*Exercise*. Each record is to be transcribed exactly.

══ Data entries ══

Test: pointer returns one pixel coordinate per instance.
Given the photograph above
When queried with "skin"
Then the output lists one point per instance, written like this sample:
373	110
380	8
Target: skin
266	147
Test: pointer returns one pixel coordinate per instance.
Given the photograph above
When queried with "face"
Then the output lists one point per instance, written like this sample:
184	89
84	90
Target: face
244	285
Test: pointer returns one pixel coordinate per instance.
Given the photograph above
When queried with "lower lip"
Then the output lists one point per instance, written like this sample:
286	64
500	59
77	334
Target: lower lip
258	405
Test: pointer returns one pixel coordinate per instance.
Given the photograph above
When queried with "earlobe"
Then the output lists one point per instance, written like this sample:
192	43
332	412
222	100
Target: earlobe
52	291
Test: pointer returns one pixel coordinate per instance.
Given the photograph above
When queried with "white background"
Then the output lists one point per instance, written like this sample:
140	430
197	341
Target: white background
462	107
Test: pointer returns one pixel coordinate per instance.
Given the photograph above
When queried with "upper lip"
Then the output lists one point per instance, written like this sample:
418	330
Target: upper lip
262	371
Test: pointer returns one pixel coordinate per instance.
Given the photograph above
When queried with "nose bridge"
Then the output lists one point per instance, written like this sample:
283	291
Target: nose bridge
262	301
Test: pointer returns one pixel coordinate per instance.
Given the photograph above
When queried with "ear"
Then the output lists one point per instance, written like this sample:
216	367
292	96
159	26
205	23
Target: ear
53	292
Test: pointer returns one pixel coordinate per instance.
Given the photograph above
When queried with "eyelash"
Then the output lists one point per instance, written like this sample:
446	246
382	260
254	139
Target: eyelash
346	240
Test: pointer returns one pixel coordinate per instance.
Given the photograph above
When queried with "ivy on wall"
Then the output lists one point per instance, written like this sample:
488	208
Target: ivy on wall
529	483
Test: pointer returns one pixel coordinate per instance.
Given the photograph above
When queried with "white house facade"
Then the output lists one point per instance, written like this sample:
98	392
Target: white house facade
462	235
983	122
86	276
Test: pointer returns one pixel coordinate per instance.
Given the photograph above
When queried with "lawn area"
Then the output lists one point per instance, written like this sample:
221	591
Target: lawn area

═══

*Worked solution*.
Test: pointer returns one pixel coordinate per instance.
Given the photograph above
When queried with "skin"
Then the output lists one point per instance, written like this sample:
373	110
380	8
Target: skin
266	147
Test: pointer returns one pixel coordinate per instance.
Given the photograph above
When queried with "face"
Then the output lists one point per instance, written like this sample:
184	89
84	90
Target: face
244	285
Test: pointer returns one pixel coordinate per instance.
Given the photograph above
When queried with "lower lip"
Then the output lists one point per instance, written like this sample:
286	64
500	59
77	334
Target: lower lip
258	405
Test: pointer returns one pixel coordinate per instance.
Given the photograph above
When queried with "earlobe"
Then the output lists one point per instance, written like this sample:
192	43
332	412
222	100
Target: earlobe
52	291
Test: pointer returns one pixel coordinate per instance.
Given the photograph above
When queried with "white background"
Then the output lists one point per instance, written like this sample:
140	430
197	341
Target: white background
462	107
Test: pointer returns one pixel coordinate per instance.
Given the photograph above
When queried with "upper lip"
Then the output lists one point per instance, written like this sample:
418	330
Target: upper lip
262	371
Test: pointer returns one pixel coordinate per instance.
Given the photograph above
When queried with "nose bridge"
Then the output lists one point per instance, written like this sample:
283	291
Target: nose bridge
262	301
Test: pointer returns one pixel coordinate per instance.
Given the photograph above
When queried with "ear"
Then the output lists one point per instance, written like this sample:
216	367
292	96
159	26
205	23
Target: ear
53	292
Test: pointer returns one pixel coordinate per instance.
Given the photograph above
When queried with "eyelash"
Then the output lists one point per instance, written like this sample:
446	246
382	260
254	139
Target: eyelash
346	240
Test: pointer returns one pixel coordinate per instance.
Given the photograph above
When queried with "ivy on wall"
Then the output lists one point per instance, written like this sample:
488	208
Target: ivy on wall
529	483
Test: pointer returns one pixel coordinate per instance.
Given the photograph above
When queried with "white house facade"
Then the output lists one point per instance, written like this sample:
98	392
Target: white house facade
462	235
983	122
86	276
Test: pointer returns one pixel coordinate per instance.
Given the photograph above
When queried with "lawn area"
Then the output lists one point per instance, written like this sample:
221	591
Target: lawn area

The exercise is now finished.